Exercise task:
Reproduce verbatim the records from the line containing "target: pale blue sky" through the line containing "141L264 128L264 4L245", inclusive of both.

Records shown:
----------
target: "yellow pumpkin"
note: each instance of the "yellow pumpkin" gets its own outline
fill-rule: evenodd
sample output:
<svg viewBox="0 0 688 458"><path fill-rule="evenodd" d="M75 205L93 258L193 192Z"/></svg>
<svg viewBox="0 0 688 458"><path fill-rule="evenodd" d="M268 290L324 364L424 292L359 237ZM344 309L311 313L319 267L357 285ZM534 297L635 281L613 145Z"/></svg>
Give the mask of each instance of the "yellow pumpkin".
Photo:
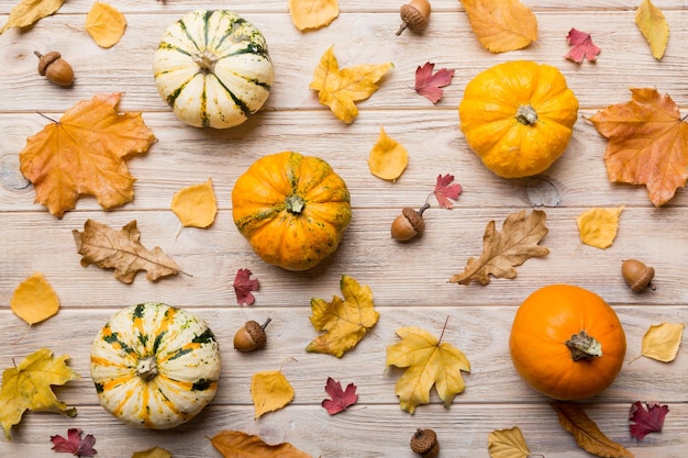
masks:
<svg viewBox="0 0 688 458"><path fill-rule="evenodd" d="M500 177L521 178L543 172L564 153L578 100L555 67L515 60L470 80L458 115L482 164Z"/></svg>
<svg viewBox="0 0 688 458"><path fill-rule="evenodd" d="M339 246L352 217L348 188L324 160L282 152L234 185L234 224L263 260L307 270Z"/></svg>

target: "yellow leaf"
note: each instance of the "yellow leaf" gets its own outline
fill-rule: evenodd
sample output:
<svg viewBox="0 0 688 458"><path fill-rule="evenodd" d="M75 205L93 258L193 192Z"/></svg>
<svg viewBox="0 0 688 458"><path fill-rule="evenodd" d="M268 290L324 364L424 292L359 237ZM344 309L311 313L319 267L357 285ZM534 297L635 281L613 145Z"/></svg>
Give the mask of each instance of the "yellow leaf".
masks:
<svg viewBox="0 0 688 458"><path fill-rule="evenodd" d="M2 371L0 423L8 440L11 439L12 426L22 420L26 410L55 412L67 416L77 414L75 407L59 401L51 389L51 386L63 386L79 378L65 364L67 359L67 355L53 358L53 351L41 348L15 367Z"/></svg>
<svg viewBox="0 0 688 458"><path fill-rule="evenodd" d="M478 42L491 53L521 49L537 40L537 19L519 0L460 0Z"/></svg>
<svg viewBox="0 0 688 458"><path fill-rule="evenodd" d="M409 164L409 153L400 143L387 136L380 125L380 135L370 149L368 168L370 174L384 180L396 180Z"/></svg>
<svg viewBox="0 0 688 458"><path fill-rule="evenodd" d="M11 27L25 27L37 20L53 14L59 10L65 0L21 0L12 11L8 22L0 30L2 35Z"/></svg>
<svg viewBox="0 0 688 458"><path fill-rule="evenodd" d="M340 5L337 0L289 0L289 13L302 32L330 25L340 15Z"/></svg>
<svg viewBox="0 0 688 458"><path fill-rule="evenodd" d="M124 14L108 3L93 2L86 15L86 32L100 47L114 46L124 35Z"/></svg>
<svg viewBox="0 0 688 458"><path fill-rule="evenodd" d="M448 409L464 391L460 371L470 371L466 356L420 327L400 327L397 335L402 340L387 347L387 366L407 368L395 389L401 409L412 414L418 405L428 404L433 386Z"/></svg>
<svg viewBox="0 0 688 458"><path fill-rule="evenodd" d="M334 115L347 124L358 115L356 103L378 90L377 81L392 68L392 63L357 65L340 68L331 46L320 58L309 88L318 91L321 104L330 107Z"/></svg>
<svg viewBox="0 0 688 458"><path fill-rule="evenodd" d="M580 242L596 248L609 248L617 237L623 205L615 209L590 209L576 219Z"/></svg>
<svg viewBox="0 0 688 458"><path fill-rule="evenodd" d="M354 348L375 326L380 314L375 310L373 291L346 275L340 280L344 299L332 297L332 302L311 299L311 323L324 334L315 337L306 351L323 353L341 358Z"/></svg>
<svg viewBox="0 0 688 458"><path fill-rule="evenodd" d="M684 337L684 323L653 324L643 335L643 356L662 362L676 359Z"/></svg>
<svg viewBox="0 0 688 458"><path fill-rule="evenodd" d="M293 388L279 370L256 372L251 379L255 417L282 409L293 400Z"/></svg>
<svg viewBox="0 0 688 458"><path fill-rule="evenodd" d="M212 190L212 179L178 191L173 197L171 211L185 227L211 225L218 214L218 201Z"/></svg>
<svg viewBox="0 0 688 458"><path fill-rule="evenodd" d="M659 60L666 51L669 41L669 24L661 9L650 0L643 0L635 10L635 25L650 44L650 51L655 59Z"/></svg>

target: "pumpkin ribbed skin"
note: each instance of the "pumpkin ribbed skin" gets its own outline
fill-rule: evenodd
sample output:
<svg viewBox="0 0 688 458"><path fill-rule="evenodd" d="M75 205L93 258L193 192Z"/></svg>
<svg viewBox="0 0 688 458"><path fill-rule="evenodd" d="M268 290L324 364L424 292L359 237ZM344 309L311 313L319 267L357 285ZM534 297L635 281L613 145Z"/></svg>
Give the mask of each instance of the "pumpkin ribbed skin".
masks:
<svg viewBox="0 0 688 458"><path fill-rule="evenodd" d="M263 260L307 270L337 248L352 217L346 183L324 160L282 152L256 160L232 190L232 214Z"/></svg>
<svg viewBox="0 0 688 458"><path fill-rule="evenodd" d="M226 10L197 10L170 25L153 58L163 100L196 127L236 126L267 100L274 69L265 37Z"/></svg>
<svg viewBox="0 0 688 458"><path fill-rule="evenodd" d="M566 149L578 100L555 67L515 60L470 80L458 115L468 146L488 169L504 178L529 177Z"/></svg>
<svg viewBox="0 0 688 458"><path fill-rule="evenodd" d="M110 317L93 339L90 368L108 412L135 427L166 429L213 399L220 351L201 319L147 302Z"/></svg>
<svg viewBox="0 0 688 458"><path fill-rule="evenodd" d="M600 344L601 356L573 358L566 343L581 331ZM580 400L614 381L626 342L617 314L599 295L570 284L551 284L519 308L509 349L513 366L532 388L554 399Z"/></svg>

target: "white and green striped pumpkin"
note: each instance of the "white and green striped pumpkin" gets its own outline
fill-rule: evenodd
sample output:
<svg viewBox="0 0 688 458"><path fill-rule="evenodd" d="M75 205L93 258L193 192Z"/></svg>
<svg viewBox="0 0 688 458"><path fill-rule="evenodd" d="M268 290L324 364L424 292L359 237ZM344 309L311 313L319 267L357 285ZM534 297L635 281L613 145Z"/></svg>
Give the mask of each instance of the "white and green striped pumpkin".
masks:
<svg viewBox="0 0 688 458"><path fill-rule="evenodd" d="M263 108L273 62L256 26L228 10L196 10L163 34L153 57L157 90L187 124L226 129Z"/></svg>
<svg viewBox="0 0 688 458"><path fill-rule="evenodd" d="M220 350L200 317L146 302L110 317L93 339L90 367L108 412L132 426L167 429L213 399Z"/></svg>

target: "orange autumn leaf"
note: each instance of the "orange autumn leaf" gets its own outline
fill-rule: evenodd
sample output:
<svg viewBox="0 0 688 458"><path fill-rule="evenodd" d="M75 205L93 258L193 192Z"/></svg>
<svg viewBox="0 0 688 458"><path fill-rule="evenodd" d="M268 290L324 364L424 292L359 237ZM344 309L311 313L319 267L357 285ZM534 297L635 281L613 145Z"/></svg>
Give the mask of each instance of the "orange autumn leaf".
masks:
<svg viewBox="0 0 688 458"><path fill-rule="evenodd" d="M609 139L609 180L645 185L652 203L662 206L688 180L688 123L668 94L653 88L631 93L630 102L607 107L590 121Z"/></svg>
<svg viewBox="0 0 688 458"><path fill-rule="evenodd" d="M155 142L141 113L116 111L121 93L80 101L59 121L26 138L20 169L36 191L36 202L62 217L80 194L95 196L103 209L133 199L135 179L124 158Z"/></svg>

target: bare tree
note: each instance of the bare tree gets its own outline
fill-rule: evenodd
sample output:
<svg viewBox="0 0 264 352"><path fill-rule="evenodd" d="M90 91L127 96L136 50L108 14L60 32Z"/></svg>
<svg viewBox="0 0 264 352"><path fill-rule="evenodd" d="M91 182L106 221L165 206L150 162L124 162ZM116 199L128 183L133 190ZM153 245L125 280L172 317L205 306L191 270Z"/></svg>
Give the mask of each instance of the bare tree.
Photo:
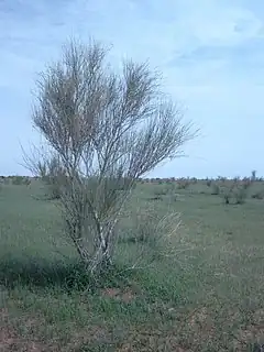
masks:
<svg viewBox="0 0 264 352"><path fill-rule="evenodd" d="M116 227L136 180L179 156L196 135L161 94L157 73L129 61L116 74L106 55L94 41L66 45L41 74L33 110L33 125L56 158L53 183L67 233L91 273L111 264ZM29 161L43 173L42 163Z"/></svg>

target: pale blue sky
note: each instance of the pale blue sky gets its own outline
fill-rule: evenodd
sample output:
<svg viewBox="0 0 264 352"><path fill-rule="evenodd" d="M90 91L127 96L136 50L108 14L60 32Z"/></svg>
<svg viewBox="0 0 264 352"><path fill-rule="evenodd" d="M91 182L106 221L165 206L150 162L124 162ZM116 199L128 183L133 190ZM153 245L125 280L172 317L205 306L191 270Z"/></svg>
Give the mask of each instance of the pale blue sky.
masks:
<svg viewBox="0 0 264 352"><path fill-rule="evenodd" d="M201 136L153 175L264 175L264 2L261 0L0 0L0 174L26 174L36 141L36 73L69 36L113 44L110 59L150 59Z"/></svg>

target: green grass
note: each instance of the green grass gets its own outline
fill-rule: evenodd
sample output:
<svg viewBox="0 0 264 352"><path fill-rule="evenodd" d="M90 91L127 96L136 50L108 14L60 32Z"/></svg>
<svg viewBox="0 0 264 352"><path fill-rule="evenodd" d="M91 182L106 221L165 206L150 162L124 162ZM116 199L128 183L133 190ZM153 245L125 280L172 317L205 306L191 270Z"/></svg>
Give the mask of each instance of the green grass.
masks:
<svg viewBox="0 0 264 352"><path fill-rule="evenodd" d="M256 183L250 191L262 189ZM120 241L116 268L95 287L56 205L38 197L37 182L2 186L0 350L257 351L254 343L264 343L264 201L226 206L210 193L201 182L187 189L139 185L120 231L136 234L139 209L178 211L178 251L125 271L139 248Z"/></svg>

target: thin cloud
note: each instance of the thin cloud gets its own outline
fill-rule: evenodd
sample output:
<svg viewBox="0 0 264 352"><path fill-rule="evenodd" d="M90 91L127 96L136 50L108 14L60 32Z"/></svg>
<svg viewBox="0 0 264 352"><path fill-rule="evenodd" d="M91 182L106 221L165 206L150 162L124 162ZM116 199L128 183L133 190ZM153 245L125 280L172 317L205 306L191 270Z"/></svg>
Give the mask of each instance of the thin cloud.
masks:
<svg viewBox="0 0 264 352"><path fill-rule="evenodd" d="M257 141L264 128L264 4L245 0L1 1L3 173L22 172L18 139L32 138L36 73L58 56L68 37L91 35L113 44L116 66L123 57L157 66L165 89L204 129L205 139L187 146L190 157L160 168L158 175L261 173L255 151L264 153Z"/></svg>

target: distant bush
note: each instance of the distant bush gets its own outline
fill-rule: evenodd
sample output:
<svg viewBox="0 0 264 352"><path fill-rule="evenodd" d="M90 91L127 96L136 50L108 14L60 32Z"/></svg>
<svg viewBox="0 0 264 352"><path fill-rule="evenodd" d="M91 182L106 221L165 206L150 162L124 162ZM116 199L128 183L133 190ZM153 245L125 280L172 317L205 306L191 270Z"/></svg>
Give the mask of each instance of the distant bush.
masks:
<svg viewBox="0 0 264 352"><path fill-rule="evenodd" d="M180 180L178 182L178 189L187 189L190 185L189 180Z"/></svg>
<svg viewBox="0 0 264 352"><path fill-rule="evenodd" d="M13 185L23 185L23 182L24 182L24 177L23 176L13 176L12 177L12 184Z"/></svg>
<svg viewBox="0 0 264 352"><path fill-rule="evenodd" d="M229 187L226 186L222 191L226 205L243 205L248 198L249 186L244 187L238 180L233 182Z"/></svg>
<svg viewBox="0 0 264 352"><path fill-rule="evenodd" d="M211 195L218 196L219 194L220 194L220 187L217 184L213 184Z"/></svg>
<svg viewBox="0 0 264 352"><path fill-rule="evenodd" d="M264 198L264 190L258 190L258 191L254 193L251 197L254 199L263 199Z"/></svg>
<svg viewBox="0 0 264 352"><path fill-rule="evenodd" d="M237 205L243 205L245 202L245 199L248 197L246 189L241 187L237 187L234 190L234 199Z"/></svg>

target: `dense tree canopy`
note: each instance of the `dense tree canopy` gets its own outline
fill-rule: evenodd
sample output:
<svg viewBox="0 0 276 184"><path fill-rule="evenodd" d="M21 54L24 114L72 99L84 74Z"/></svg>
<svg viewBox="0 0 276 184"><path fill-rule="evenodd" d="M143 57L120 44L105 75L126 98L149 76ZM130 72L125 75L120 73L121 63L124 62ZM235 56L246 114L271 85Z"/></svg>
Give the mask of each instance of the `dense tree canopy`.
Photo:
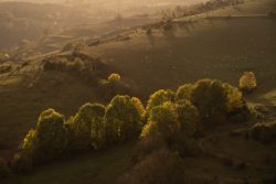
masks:
<svg viewBox="0 0 276 184"><path fill-rule="evenodd" d="M35 130L31 130L25 137L22 149L36 162L60 155L67 145L64 122L64 116L54 109L44 110L40 115Z"/></svg>
<svg viewBox="0 0 276 184"><path fill-rule="evenodd" d="M98 148L105 137L105 107L99 104L85 104L68 120L71 143L75 149Z"/></svg>
<svg viewBox="0 0 276 184"><path fill-rule="evenodd" d="M140 109L129 96L116 96L106 109L106 133L110 142L139 133L142 126Z"/></svg>

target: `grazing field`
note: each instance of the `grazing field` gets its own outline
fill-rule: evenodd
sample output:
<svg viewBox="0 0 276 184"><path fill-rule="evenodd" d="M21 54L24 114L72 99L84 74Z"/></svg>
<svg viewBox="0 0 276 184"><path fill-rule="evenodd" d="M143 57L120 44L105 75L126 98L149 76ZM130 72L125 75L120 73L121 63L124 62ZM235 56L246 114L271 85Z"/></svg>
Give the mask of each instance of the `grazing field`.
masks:
<svg viewBox="0 0 276 184"><path fill-rule="evenodd" d="M22 144L28 131L35 127L40 112L47 108L53 108L63 113L65 116L64 122L68 122L66 126L71 126L70 123L77 122L77 118L82 118L79 112L84 109L79 108L82 105L102 102L105 115L98 121L106 123L108 121L107 111L116 110L117 100L118 104L123 101L118 107L127 106L131 110L140 108L137 110L140 117L136 113L132 116L128 108L117 109L118 112L110 110L109 116L118 116L118 119L128 118L127 121L132 123L138 117L137 119L140 118L141 122L147 121L147 125L142 125L146 128L141 126L142 133L137 138L138 140L124 137L126 140L123 139L124 141L120 140L120 143L115 143L116 141L108 142L106 138L109 143L107 145L110 145L110 148L104 147L104 149L97 150L97 145L93 145L96 147L93 151L62 156L61 160L39 165L30 173L14 174L12 177L4 180L3 184L142 183L139 177L145 172L149 172L149 174L146 173L146 177L149 177L147 180L150 180L150 176L156 173L158 175L159 172L161 175L163 171L163 175L169 173L166 169L152 169L150 163L153 162L158 165L164 162L163 164L167 165L171 155L181 158L181 162L178 162L178 164L183 164L179 167L179 171L183 172L188 184L275 183L276 144L275 142L267 142L270 139L275 141L276 134L273 133L276 131L264 125L273 125L276 119L276 19L268 15L275 9L276 1L274 0L245 0L244 3L160 22L152 22L156 18L136 20L137 22L126 19L124 20L126 21L124 23L126 28L119 26L116 21L79 25L79 28L66 30L67 32L64 31L64 34L52 35L38 43L35 46L42 53L46 53L47 50L54 52L44 55L34 54L34 56L25 57L24 61L11 63L10 67L4 66L4 69L0 73L0 156L8 161L12 160L12 154L20 151L18 148ZM118 25L118 28L114 29L115 25ZM105 34L94 36L94 34L99 34L104 30L107 30ZM77 39L81 35L83 35L83 39ZM66 51L65 48L55 51L65 43L72 45L68 45ZM223 109L224 107L221 109L226 111L222 110L225 119L223 116L215 117L217 118L215 120L211 118L213 113L216 115L216 111L212 110L216 106L216 97L217 100L221 99L219 89L223 88L224 91L227 86L217 80L202 82L203 89L208 88L206 86L210 84L211 89L216 89L213 94L211 89L205 89L202 93L203 95L199 93L200 97L203 96L201 100L206 100L206 104L211 105L206 108L206 111L211 109L210 115L204 116L202 112L204 107L203 110L200 109L200 102L194 100L198 96L194 95L192 98L191 95L192 93L195 94L197 87L200 86L200 82L197 80L212 78L238 87L238 79L245 72L253 72L256 75L256 89L250 93L241 93L234 88L236 90L233 90L236 94L232 94L233 98L238 98L241 95L237 102L242 101L242 105L241 107L240 104L236 105L238 107L235 111L223 101L226 110ZM112 78L112 76L115 76L115 78ZM197 83L193 84L194 82ZM189 96L189 93L191 93L191 97L179 99L177 89L183 84L193 84L190 86L191 89L185 91L188 94L184 94ZM147 101L150 95L159 89L172 89L177 93L163 90L160 91L160 94L163 93L163 99ZM118 97L118 99L108 104L113 97L110 97L110 94L135 95L141 99L146 110L141 110L139 99L138 102L136 99L135 104L132 98L126 96ZM170 96L172 94L173 97ZM158 93L156 96L158 96ZM206 99L209 96L214 98L210 99L211 102ZM153 97L151 96L151 98ZM152 101L158 105L150 109L149 105ZM130 106L127 102L135 105ZM194 116L198 116L198 119L194 118L194 121L197 123L205 123L203 128L198 128L199 132L195 130L193 132L194 134L199 133L198 137L193 134L194 138L192 138L192 141L197 142L195 148L192 148L195 151L198 151L198 153L183 156L181 152L183 150L180 149L171 151L172 153L167 158L169 161L162 160L162 156L160 156L161 161L158 156L159 160L157 161L156 158L149 156L147 162L147 156L144 155L146 161L138 162L140 161L139 156L138 159L136 156L139 151L148 151L140 148L140 142L145 140L144 130L147 134L147 128L150 129L150 123L160 126L155 125L160 119L155 117L152 111L157 110L157 113L158 110L172 109L171 111L177 111L182 106L187 108L184 110L190 110L190 113L195 111ZM246 108L244 108L245 106ZM246 112L243 111L243 108ZM200 115L201 112L203 115ZM163 119L166 122L173 125L178 120L170 121L170 118L177 117L176 119L178 119L179 113L179 111L172 113L167 111ZM59 113L54 115L59 116ZM247 118L247 121L244 122L243 118ZM40 118L39 122L41 119L43 118ZM216 120L220 123L209 122ZM79 122L83 123L82 119ZM121 126L120 121L112 122L115 127ZM263 129L259 128L262 131L268 131L274 137L270 138L270 134L264 134L258 130L257 138L254 138L256 122L263 123ZM176 127L166 128L171 131ZM107 126L105 128L107 129ZM202 130L204 132L200 132ZM118 131L119 136L127 134L121 130ZM150 131L148 130L148 132ZM91 133L91 130L88 133ZM269 141L262 142L262 139ZM191 148L181 141L180 145L184 149L188 148L189 152ZM153 148L158 148L160 142L153 143L157 144ZM177 147L173 142L170 143L171 147ZM137 148L142 151L137 150ZM149 151L148 154L151 155L151 153ZM156 155L158 154L161 153L156 153ZM170 164L173 165L173 163L169 163L169 166L171 166ZM147 180L145 183L147 183Z"/></svg>

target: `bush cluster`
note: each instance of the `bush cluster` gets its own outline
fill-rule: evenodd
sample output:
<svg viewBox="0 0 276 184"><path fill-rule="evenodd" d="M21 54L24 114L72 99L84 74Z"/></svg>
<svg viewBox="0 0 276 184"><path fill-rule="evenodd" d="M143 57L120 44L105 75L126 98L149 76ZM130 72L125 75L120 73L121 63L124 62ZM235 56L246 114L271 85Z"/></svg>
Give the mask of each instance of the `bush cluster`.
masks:
<svg viewBox="0 0 276 184"><path fill-rule="evenodd" d="M238 87L241 90L250 93L257 87L257 79L253 72L245 72L240 78Z"/></svg>
<svg viewBox="0 0 276 184"><path fill-rule="evenodd" d="M33 164L61 158L70 151L98 150L139 134L142 144L137 152L141 154L152 151L152 142L160 145L156 149L168 145L180 153L194 153L193 140L201 129L241 113L244 107L246 104L237 88L220 80L202 79L180 86L177 93L156 91L146 109L138 98L119 95L107 106L85 104L68 120L49 109L25 136L13 169L29 171Z"/></svg>
<svg viewBox="0 0 276 184"><path fill-rule="evenodd" d="M47 109L25 136L22 152L14 158L14 171L29 171L32 164L61 158L70 151L98 150L138 137L144 113L141 101L129 96L115 96L106 107L86 104L67 121L54 109Z"/></svg>

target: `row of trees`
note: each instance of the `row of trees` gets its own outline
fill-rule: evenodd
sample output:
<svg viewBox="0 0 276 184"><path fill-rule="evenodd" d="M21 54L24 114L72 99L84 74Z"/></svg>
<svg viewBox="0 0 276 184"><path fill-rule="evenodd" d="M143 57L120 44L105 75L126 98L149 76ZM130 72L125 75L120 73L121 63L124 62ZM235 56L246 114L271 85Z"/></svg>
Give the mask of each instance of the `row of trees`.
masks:
<svg viewBox="0 0 276 184"><path fill-rule="evenodd" d="M22 155L41 163L73 150L97 150L137 136L142 120L141 101L129 96L116 96L106 107L86 104L67 121L47 109L24 138Z"/></svg>
<svg viewBox="0 0 276 184"><path fill-rule="evenodd" d="M177 91L158 90L144 108L136 97L115 96L107 106L86 104L68 120L54 109L40 115L26 134L15 170L74 150L103 149L124 140L159 136L167 143L194 138L204 127L243 115L242 93L225 83L202 79ZM26 166L24 166L26 165Z"/></svg>
<svg viewBox="0 0 276 184"><path fill-rule="evenodd" d="M208 126L229 119L244 121L247 116L242 93L212 79L185 84L177 93L158 90L151 95L146 110L148 119L141 137L161 134L169 144L180 137L194 138Z"/></svg>

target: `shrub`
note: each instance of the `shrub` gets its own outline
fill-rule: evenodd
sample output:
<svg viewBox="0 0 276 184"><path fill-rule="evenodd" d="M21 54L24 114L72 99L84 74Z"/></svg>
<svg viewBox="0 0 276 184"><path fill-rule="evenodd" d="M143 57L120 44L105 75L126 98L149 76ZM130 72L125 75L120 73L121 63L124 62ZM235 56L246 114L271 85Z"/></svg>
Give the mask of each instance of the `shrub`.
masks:
<svg viewBox="0 0 276 184"><path fill-rule="evenodd" d="M119 74L113 73L113 74L110 74L108 76L108 82L109 83L116 83L116 82L119 82L119 80L120 80L120 75Z"/></svg>
<svg viewBox="0 0 276 184"><path fill-rule="evenodd" d="M240 78L238 87L244 91L252 91L257 87L257 79L253 72L245 72Z"/></svg>
<svg viewBox="0 0 276 184"><path fill-rule="evenodd" d="M189 101L183 100L177 104L178 121L181 125L181 134L193 137L199 128L200 115L198 109Z"/></svg>
<svg viewBox="0 0 276 184"><path fill-rule="evenodd" d="M177 100L183 100L183 99L191 99L191 94L193 90L193 85L192 84L185 84L182 85L178 88L177 90Z"/></svg>
<svg viewBox="0 0 276 184"><path fill-rule="evenodd" d="M173 136L180 130L177 115L169 105L153 107L150 111L147 125L142 129L141 137L161 134L167 141L171 142Z"/></svg>
<svg viewBox="0 0 276 184"><path fill-rule="evenodd" d="M77 113L68 120L74 149L98 149L104 144L105 107L99 104L83 105Z"/></svg>
<svg viewBox="0 0 276 184"><path fill-rule="evenodd" d="M54 159L63 153L67 144L64 116L53 109L40 115L35 130L24 139L22 150L35 162Z"/></svg>
<svg viewBox="0 0 276 184"><path fill-rule="evenodd" d="M199 110L201 122L224 120L227 111L227 96L220 80L201 79L197 82L191 101Z"/></svg>
<svg viewBox="0 0 276 184"><path fill-rule="evenodd" d="M153 151L119 178L119 184L183 184L183 163L178 154L166 149Z"/></svg>
<svg viewBox="0 0 276 184"><path fill-rule="evenodd" d="M147 108L146 108L147 112L149 113L150 110L156 106L161 106L168 101L173 102L174 97L176 97L176 93L169 89L168 90L161 89L161 90L156 91L149 97Z"/></svg>
<svg viewBox="0 0 276 184"><path fill-rule="evenodd" d="M242 91L225 83L224 88L227 95L227 112L235 111L236 109L241 109L246 106L245 100L243 99Z"/></svg>
<svg viewBox="0 0 276 184"><path fill-rule="evenodd" d="M8 163L2 158L0 158L0 178L7 177L9 175L11 175L11 170L8 166Z"/></svg>
<svg viewBox="0 0 276 184"><path fill-rule="evenodd" d="M141 130L142 117L129 96L115 96L105 118L108 142L132 138Z"/></svg>
<svg viewBox="0 0 276 184"><path fill-rule="evenodd" d="M138 110L140 117L142 118L142 120L145 119L146 116L146 109L141 102L141 100L139 98L132 97L131 98L131 102L135 105L136 109Z"/></svg>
----------
Solution to the exercise:
target: pale blue sky
note: each instance of the pale blue sky gets its own outline
fill-rule: evenodd
sample output:
<svg viewBox="0 0 264 352"><path fill-rule="evenodd" d="M90 91L127 96L136 50L108 14L60 32Z"/></svg>
<svg viewBox="0 0 264 352"><path fill-rule="evenodd" d="M91 182L106 221L165 206L150 162L124 162ZM116 199L128 183L133 190ZM153 245L125 280L172 317L205 306L191 270Z"/></svg>
Give the mask of each instance of the pale blue sky.
masks:
<svg viewBox="0 0 264 352"><path fill-rule="evenodd" d="M201 136L153 175L264 175L264 2L261 0L0 0L0 174L26 174L36 141L36 73L69 36L113 44L110 59L150 59Z"/></svg>

target: green grass
note: each instance of the green grass gets its own outline
fill-rule: evenodd
sample output:
<svg viewBox="0 0 264 352"><path fill-rule="evenodd" d="M90 91L127 96L136 50L108 14L60 32Z"/></svg>
<svg viewBox="0 0 264 352"><path fill-rule="evenodd" d="M91 182L106 221L165 206L150 162L124 162ZM116 199L128 183L133 190ZM153 245L125 280L172 317L205 306L191 270Z"/></svg>
Give the mask of each instance of the green grass.
masks:
<svg viewBox="0 0 264 352"><path fill-rule="evenodd" d="M256 183L250 191L262 189ZM120 241L116 268L95 287L56 205L38 197L37 182L2 186L0 350L257 351L254 343L264 343L264 201L226 206L210 193L201 182L187 189L139 185L120 231L136 234L139 209L178 211L178 251L125 271L139 248Z"/></svg>

target: thin cloud
note: each instance of the thin cloud gets its own outline
fill-rule: evenodd
sample output:
<svg viewBox="0 0 264 352"><path fill-rule="evenodd" d="M90 91L127 96L136 50L108 14L60 32Z"/></svg>
<svg viewBox="0 0 264 352"><path fill-rule="evenodd" d="M91 182L106 221L165 206L150 162L124 162ZM116 199L128 183L133 190ZM153 245L125 280L172 317L205 306L191 270Z"/></svg>
Give the mask of each instance of the thin cloud.
masks:
<svg viewBox="0 0 264 352"><path fill-rule="evenodd" d="M257 141L264 128L264 4L245 0L1 1L3 173L22 172L18 139L32 138L36 73L58 56L68 37L91 35L113 44L116 66L123 57L157 66L165 89L204 129L205 139L187 146L190 157L160 168L158 175L261 173L255 151L264 153Z"/></svg>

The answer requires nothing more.